--- DOCUMENT TEXT Enclosed Below ---

2020 has seen consumers place rising demands on the businesses they buy from. We’re increasingly judging companies on their corporate social responsibility, but the challenge is to make sure these good intentions come true, says Ben Page.
For business, 2020 has seems as tumultuous a year as any I can remember. Not only has it faced the immediate shock of closure of large parts of the economy, but the crisis has also sharpened attention on the broader role of business in society and as an employer.
Overall the vast majority of people think that business responded well to Covid-19 – some eight out of ten workers in Britain told us their employer behaved in a responsible way during the crisis, and the same proportion think their employer adapted well. Three-quarters think employers looked after their workers’ wellbeing effectively. These ratings are all much higher than the government has received for its handling of the crisis, which now has only 32% satisfied overall.
At the same time, 2020 has been a year where there has been renewed focus on the social role of business. They may have kept the country running, food in the shops, and deliveries to our door, but are they ultimately behaving the way we would like them to? During 2020 we saw the proportion of people saying that they wanted to buy from brands that reflected their own values rise from 54% to 72%. The proportion who want business leaders to speak out on social and political issues rose from 62% to 68%. The message seems clear – business with purpose matters: even before the crisis, 78% said it was possible to make money and do good at the same time.
So in 2020, it was not just enough to do your job well, and deliver value for money – you also had to be seen to be taking an active stance on issues like inclusion and diversity. The murder of George Floyd, and the Black Lives Matter protests in America and Britain that followed showed how the crisis has brought the reality of many painful issues closer to home. Concern about race relations in Britain hit the highest level ever recorded by Ipsos MORI in 2020. As my colleague Rob Scotland puts it “globally, we are closer now. We’re only three people away from someone that had the disease, that’s had a food shortage, or will be made redundant. Which is why we’re at a tipping point with Black Lives Matter, because progressive white people, were at home, and were forced to watch this man die. He’s not far away any more.” (Rob Scotland, Head of Strategy, McCann London)
The dislocation of 2020 has forced a re-appraisal by business of how it treats its people.
Remote and part-time and flexible working has become the norm. Businesses have realised that their staff are often just as productive working remotely – and both bosses and staff have often appreciated the time and stress saved by not commuting. It looks as though most firms will not return to a 9-5 regime in a single office, but most will move to a much more blended mixture of home and office working, and more flexibility for all. Almost half (47%) expect staff to split their time evenly between home and the workplace in future. Working from home is seen to be positive in terms of attracting and retaining staff, with 53% reporting a positive impact, many times more than those who think it is negative (14%).

--- End of Enclosed DOCUMENT TEXT ---
--- DATA SECTION Enclosed Below ---

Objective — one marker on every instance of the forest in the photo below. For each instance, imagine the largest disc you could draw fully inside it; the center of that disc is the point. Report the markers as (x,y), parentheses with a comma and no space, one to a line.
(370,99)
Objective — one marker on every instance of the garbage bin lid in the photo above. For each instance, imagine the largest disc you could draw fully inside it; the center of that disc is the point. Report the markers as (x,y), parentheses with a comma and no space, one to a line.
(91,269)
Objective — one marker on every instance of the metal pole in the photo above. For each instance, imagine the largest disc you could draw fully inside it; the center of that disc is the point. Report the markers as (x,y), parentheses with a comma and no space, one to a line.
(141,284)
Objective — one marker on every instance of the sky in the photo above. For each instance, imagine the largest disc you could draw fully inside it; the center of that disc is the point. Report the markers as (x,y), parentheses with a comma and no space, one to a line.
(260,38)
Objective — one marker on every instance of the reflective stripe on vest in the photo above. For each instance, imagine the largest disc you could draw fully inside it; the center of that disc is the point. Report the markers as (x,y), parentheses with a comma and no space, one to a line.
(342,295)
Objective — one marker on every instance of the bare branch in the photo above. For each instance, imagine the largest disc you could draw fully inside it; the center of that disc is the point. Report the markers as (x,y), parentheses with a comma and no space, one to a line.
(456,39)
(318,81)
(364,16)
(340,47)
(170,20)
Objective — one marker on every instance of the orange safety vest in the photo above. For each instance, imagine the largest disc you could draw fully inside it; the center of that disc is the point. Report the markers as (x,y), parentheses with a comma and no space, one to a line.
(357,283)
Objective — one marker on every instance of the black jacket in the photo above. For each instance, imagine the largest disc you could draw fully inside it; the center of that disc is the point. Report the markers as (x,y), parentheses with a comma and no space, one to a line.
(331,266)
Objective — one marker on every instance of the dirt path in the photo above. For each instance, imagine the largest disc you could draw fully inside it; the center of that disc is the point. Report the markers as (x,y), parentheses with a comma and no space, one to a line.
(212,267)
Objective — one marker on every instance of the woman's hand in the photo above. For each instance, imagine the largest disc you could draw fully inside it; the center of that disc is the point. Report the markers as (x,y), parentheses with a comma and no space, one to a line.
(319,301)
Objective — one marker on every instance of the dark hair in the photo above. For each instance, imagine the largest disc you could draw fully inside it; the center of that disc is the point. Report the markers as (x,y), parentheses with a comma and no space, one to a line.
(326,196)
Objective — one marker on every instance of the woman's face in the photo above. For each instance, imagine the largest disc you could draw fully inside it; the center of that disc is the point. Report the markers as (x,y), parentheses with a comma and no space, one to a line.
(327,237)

--- End of Enclosed DATA SECTION ---

> _WORK TO COMPLETE_:
1. In the article on business in 2020, list every percentage in the paragraph that begins "At the same time, 2020 has been a year".
2. Duplicate the stretch of the article on business in 2020 from "At the same time, 2020" through "the same time.".

> _SET OF ANSWERS_:
1. 54%, 72%, 62%, 68%, 78%

2.
At the same time, 2020 has been a year where there has been renewed focus on the social role of business. They may have kept the country running, food in the shops, and deliveries to our door, but are they ultimately behaving the way we would like them to? During 2020 we saw the proportion of people saying that they wanted to buy from brands that reflected their own values rise from 54% to 72%. The proportion who want business leaders to speak out on social and political issues rose from 62% to 68%. The message seems clear – business with purpose matters: even before the crisis, 78% said it was possible to make money and do good at the same time.